*The problem*
Each line from the one holding "Expected output: for each instance of the ocean" through the final line of the data below is to be given again exactly, and no other line is to appear.

*** Opening of Data extracts ***

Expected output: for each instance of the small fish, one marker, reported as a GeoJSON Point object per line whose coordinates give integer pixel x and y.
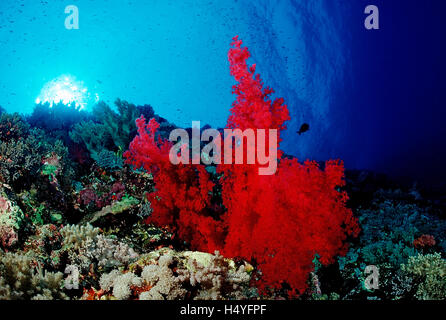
{"type": "Point", "coordinates": [303, 128]}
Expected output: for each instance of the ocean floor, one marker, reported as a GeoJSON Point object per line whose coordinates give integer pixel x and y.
{"type": "Point", "coordinates": [72, 225]}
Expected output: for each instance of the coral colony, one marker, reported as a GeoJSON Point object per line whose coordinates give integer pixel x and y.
{"type": "Point", "coordinates": [115, 203]}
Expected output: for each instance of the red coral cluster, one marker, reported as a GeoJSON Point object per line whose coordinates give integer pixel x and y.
{"type": "Point", "coordinates": [425, 240]}
{"type": "Point", "coordinates": [279, 221]}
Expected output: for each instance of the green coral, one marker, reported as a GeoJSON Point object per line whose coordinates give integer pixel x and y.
{"type": "Point", "coordinates": [94, 136]}
{"type": "Point", "coordinates": [12, 127]}
{"type": "Point", "coordinates": [21, 279]}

*** Close of Data extracts ***

*Task answer*
Expected output: for each instance of the ocean floor, one marker, reported as a GeoJSON Point object per line whose coordinates give integer pixel x and y.
{"type": "Point", "coordinates": [72, 225]}
Expected output: for each instance of the coral colony, one marker, reported as a GeoJSON Point object per line whose coordinates give integer pixel x and y.
{"type": "Point", "coordinates": [115, 203]}
Expected output: for each instance of the red coral cluster, one marker, reported as a GeoJSON Point object per line whose coordinates give integer pixel x and y.
{"type": "Point", "coordinates": [425, 240]}
{"type": "Point", "coordinates": [279, 221]}
Expected output: for each instance of the green coral, one marker, reported as a GeoJSON Point object per line whose coordinates give integer pixel x and y.
{"type": "Point", "coordinates": [94, 136]}
{"type": "Point", "coordinates": [12, 127]}
{"type": "Point", "coordinates": [21, 279]}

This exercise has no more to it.